**To do**
Set down every record once more, exactly as given.
══════════
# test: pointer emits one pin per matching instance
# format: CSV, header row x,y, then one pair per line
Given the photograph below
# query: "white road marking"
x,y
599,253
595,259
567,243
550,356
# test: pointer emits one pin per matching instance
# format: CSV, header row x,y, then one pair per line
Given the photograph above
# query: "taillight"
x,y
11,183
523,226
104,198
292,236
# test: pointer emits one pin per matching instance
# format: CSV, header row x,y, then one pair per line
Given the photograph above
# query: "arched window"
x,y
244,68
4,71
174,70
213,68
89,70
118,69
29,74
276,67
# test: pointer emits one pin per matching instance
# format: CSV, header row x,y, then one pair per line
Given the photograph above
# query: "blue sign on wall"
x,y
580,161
══════════
**Output of the task**
# test: pointer emits one pin per matching instance
# format: CSV, header row x,y, then one pair per line
Given the photograph below
# query: "white road marking"
x,y
599,253
595,259
567,243
550,356
# test: pointer emits one pin per matching instance
# format: CSV, header row x,y, then one pair per line
Given the photograph above
# query: "taillight"
x,y
11,183
523,226
104,198
292,236
# test: pointer emits one pin per matching instance
# format: CSV, header row x,y, then one pair per line
Given the photograph above
# query: "arched window"
x,y
244,68
4,71
174,70
213,68
89,70
118,69
29,74
276,67
# test: pointer emits one pin per matching instance
# format: CSV, header row x,y, then one pair per line
Given the photograph above
# query: "blue sign on wall"
x,y
580,161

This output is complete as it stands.